Set exercise:
Begin at the start of the listing and stop after the line containing "--svg-fill-rule evenodd". Copy those lines with "integer pixels" substituted for "whole pixels", changing nothing else and leaving out the pictures.

Contour labeling items

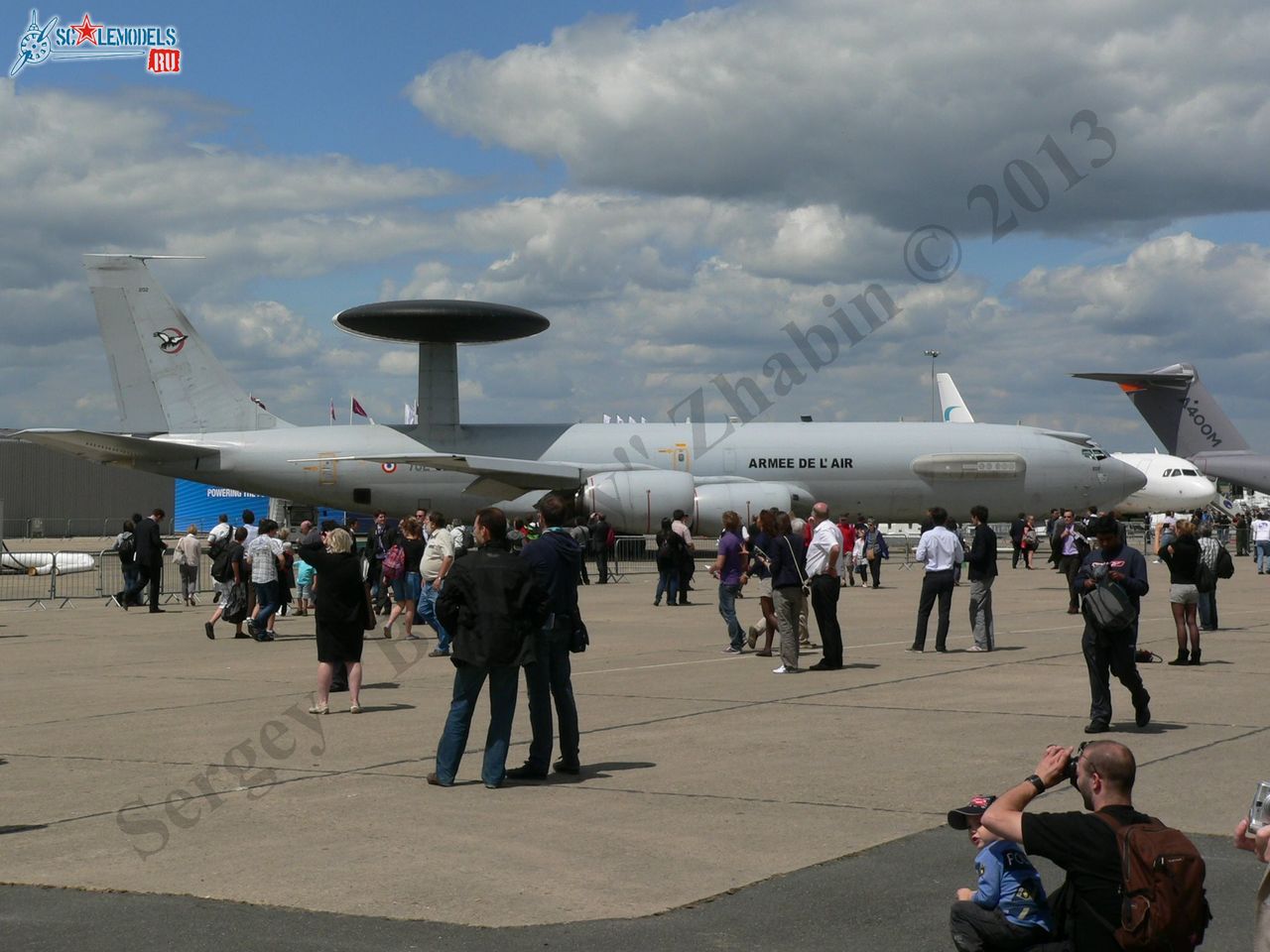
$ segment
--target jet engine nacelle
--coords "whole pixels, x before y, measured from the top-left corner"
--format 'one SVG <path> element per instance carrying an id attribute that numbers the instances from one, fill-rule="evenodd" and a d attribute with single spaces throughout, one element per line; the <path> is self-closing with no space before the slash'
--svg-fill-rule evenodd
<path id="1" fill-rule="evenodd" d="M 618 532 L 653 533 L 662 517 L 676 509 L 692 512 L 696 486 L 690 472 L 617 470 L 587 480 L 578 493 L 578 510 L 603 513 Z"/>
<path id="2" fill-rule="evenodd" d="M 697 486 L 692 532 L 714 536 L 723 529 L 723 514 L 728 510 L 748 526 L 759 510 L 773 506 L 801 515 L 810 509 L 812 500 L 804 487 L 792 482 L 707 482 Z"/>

Solution for this exercise:
$ segment
--target jet engine nacelle
--coords "integer pixels, x before y, measured from the top-left corner"
--format 'one SVG <path> element per instance carrying an id attribute that numbers the instances from one, fill-rule="evenodd" and a d attribute with single spaces throughout, one element per line; the <path> is self-closing with no space before the slash'
--svg-fill-rule evenodd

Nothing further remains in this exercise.